▶ What to work on
Pull out every line of the listing below that contains the string "cloud", matching case exactly.

▶ Records supplied
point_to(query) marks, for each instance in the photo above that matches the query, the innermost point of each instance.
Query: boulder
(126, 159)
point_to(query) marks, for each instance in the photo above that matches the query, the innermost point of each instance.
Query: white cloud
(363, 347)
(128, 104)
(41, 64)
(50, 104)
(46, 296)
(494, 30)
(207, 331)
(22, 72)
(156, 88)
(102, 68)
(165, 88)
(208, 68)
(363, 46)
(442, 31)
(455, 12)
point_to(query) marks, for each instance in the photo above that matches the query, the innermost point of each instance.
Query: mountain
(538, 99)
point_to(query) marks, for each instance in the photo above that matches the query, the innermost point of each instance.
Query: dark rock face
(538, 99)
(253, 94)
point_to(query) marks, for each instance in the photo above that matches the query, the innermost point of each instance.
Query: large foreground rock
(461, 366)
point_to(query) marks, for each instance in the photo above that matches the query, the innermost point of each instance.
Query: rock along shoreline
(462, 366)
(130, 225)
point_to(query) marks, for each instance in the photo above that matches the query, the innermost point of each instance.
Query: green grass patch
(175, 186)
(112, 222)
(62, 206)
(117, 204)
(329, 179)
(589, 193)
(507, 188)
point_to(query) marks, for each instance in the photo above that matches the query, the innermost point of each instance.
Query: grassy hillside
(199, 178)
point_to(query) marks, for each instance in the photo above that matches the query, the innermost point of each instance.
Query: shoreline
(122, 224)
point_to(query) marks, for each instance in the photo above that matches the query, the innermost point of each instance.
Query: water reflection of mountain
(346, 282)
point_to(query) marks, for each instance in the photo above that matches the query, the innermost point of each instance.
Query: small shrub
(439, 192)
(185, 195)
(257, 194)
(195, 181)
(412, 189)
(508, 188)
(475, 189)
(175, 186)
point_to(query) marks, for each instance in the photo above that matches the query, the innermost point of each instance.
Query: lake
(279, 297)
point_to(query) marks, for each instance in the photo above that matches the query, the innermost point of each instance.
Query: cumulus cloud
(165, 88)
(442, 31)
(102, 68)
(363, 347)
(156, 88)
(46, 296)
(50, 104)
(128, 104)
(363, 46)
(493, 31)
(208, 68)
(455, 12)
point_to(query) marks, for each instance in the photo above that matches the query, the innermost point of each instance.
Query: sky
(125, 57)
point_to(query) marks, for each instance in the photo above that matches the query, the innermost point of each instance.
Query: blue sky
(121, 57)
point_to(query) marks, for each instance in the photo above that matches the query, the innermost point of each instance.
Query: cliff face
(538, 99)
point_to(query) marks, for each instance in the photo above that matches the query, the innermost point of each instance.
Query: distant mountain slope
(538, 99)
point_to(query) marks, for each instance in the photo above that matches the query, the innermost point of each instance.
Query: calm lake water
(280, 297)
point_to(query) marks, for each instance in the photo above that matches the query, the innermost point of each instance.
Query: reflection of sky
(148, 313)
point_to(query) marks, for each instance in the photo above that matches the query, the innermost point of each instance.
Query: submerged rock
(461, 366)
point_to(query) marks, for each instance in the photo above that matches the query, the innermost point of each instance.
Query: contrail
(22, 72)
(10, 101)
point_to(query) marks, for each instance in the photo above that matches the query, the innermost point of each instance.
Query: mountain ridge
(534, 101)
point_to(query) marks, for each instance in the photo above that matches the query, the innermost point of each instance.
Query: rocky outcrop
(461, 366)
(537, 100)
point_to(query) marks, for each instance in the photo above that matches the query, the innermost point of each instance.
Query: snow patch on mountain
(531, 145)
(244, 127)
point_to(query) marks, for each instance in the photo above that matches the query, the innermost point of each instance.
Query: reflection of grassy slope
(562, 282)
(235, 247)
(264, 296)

--

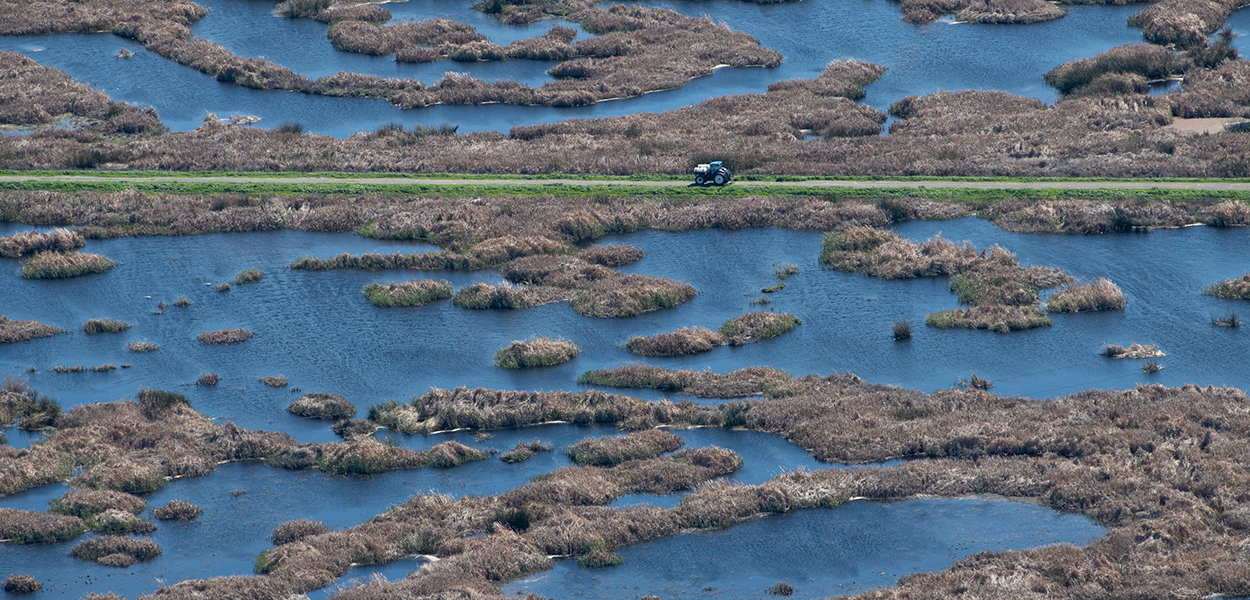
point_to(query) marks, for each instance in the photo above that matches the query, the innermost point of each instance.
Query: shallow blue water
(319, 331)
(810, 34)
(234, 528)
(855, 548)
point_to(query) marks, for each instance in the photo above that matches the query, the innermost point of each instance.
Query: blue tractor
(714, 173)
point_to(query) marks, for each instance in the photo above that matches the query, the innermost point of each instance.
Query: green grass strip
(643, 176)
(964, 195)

▶ Worked answer
Query: white cloud
Query: cumulus cloud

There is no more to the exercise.